== SUPPLIED DATA

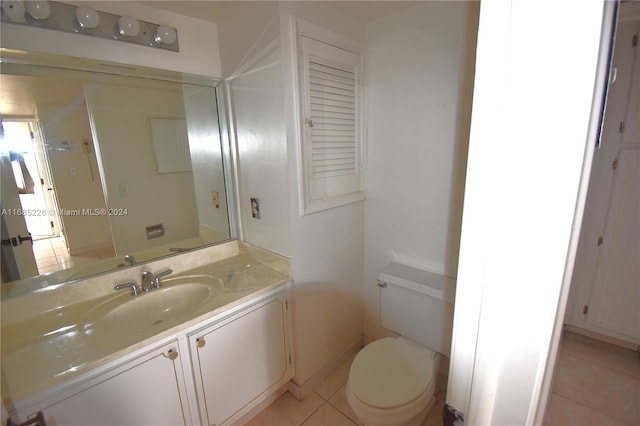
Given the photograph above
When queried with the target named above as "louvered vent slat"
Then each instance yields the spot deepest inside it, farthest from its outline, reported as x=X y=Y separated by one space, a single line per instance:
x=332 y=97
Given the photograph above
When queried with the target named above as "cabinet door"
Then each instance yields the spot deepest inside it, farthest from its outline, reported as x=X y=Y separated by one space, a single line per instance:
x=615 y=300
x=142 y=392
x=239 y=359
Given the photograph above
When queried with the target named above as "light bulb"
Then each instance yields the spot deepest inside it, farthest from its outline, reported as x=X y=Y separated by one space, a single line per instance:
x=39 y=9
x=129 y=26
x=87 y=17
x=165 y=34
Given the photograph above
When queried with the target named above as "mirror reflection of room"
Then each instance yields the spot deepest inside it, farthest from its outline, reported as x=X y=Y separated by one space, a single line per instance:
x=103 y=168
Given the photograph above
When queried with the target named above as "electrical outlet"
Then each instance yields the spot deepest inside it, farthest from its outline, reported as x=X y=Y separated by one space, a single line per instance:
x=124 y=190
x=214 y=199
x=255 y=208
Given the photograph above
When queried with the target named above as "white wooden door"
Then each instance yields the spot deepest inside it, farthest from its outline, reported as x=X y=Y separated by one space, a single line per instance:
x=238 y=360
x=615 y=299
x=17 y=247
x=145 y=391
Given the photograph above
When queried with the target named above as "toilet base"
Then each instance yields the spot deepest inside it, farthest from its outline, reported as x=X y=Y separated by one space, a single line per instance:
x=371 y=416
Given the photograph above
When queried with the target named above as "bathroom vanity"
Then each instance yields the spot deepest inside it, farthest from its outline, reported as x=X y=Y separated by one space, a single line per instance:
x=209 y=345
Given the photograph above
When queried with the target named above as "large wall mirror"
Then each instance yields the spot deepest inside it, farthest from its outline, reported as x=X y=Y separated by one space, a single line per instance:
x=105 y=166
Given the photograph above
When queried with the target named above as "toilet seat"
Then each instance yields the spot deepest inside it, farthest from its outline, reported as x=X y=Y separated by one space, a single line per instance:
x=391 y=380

====
== SUPPLIED DATA

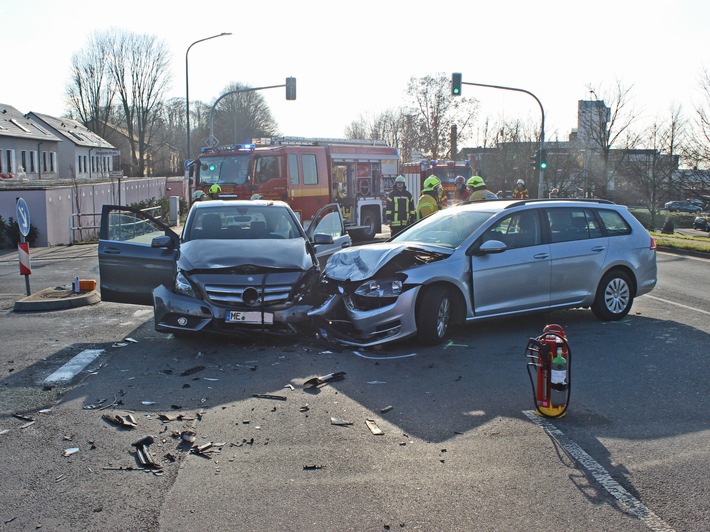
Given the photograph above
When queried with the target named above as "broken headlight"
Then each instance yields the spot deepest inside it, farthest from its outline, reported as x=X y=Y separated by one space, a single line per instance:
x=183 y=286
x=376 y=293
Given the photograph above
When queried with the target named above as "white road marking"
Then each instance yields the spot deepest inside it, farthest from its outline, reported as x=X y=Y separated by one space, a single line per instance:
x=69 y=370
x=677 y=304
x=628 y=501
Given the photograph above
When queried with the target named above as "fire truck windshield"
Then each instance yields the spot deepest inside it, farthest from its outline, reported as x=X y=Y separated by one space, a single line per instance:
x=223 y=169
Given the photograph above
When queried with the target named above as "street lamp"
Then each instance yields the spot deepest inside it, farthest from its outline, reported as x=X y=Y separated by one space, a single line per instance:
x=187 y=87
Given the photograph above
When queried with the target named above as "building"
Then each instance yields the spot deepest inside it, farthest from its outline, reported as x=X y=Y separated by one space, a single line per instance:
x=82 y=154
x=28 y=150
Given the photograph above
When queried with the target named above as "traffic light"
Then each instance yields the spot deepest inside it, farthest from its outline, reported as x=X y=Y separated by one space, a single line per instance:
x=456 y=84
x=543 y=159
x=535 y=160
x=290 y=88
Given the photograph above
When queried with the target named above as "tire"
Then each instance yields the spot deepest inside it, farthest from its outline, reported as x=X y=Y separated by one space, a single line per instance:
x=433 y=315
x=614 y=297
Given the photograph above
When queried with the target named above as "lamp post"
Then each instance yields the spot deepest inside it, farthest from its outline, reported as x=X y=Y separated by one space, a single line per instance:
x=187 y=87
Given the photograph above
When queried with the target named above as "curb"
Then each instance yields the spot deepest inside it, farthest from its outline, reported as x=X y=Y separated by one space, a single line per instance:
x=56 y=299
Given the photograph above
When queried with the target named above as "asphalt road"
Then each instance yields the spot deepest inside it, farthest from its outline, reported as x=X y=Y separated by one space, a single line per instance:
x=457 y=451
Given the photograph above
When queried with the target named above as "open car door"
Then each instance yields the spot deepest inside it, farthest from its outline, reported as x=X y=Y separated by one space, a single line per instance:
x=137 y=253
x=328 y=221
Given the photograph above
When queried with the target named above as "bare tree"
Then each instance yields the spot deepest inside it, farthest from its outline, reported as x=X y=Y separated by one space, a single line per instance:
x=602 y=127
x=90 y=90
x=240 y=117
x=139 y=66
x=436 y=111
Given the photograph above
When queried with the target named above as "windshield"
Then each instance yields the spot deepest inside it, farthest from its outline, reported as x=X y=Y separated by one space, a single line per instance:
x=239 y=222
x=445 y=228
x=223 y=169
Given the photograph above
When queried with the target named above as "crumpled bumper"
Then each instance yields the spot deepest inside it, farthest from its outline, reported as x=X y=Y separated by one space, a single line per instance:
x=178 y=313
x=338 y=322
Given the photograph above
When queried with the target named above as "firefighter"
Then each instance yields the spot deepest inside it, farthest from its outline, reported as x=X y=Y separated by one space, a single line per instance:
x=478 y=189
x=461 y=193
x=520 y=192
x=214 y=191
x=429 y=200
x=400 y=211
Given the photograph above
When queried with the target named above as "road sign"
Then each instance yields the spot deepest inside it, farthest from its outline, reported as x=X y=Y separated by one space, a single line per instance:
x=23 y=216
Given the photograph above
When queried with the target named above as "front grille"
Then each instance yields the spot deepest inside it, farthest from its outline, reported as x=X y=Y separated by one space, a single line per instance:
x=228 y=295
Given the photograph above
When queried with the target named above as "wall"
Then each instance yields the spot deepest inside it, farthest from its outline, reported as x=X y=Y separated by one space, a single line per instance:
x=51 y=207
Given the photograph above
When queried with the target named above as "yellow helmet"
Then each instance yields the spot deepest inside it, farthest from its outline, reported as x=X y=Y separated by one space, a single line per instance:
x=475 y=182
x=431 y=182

====

=== PROBLEM TO WORK ON ===
Every line above holding the string "lamp" should be listed.

=== EXERCISE RESPONSE ===
When queried with the target named above as "street lamp"
When queried with the target named above as "lamp post"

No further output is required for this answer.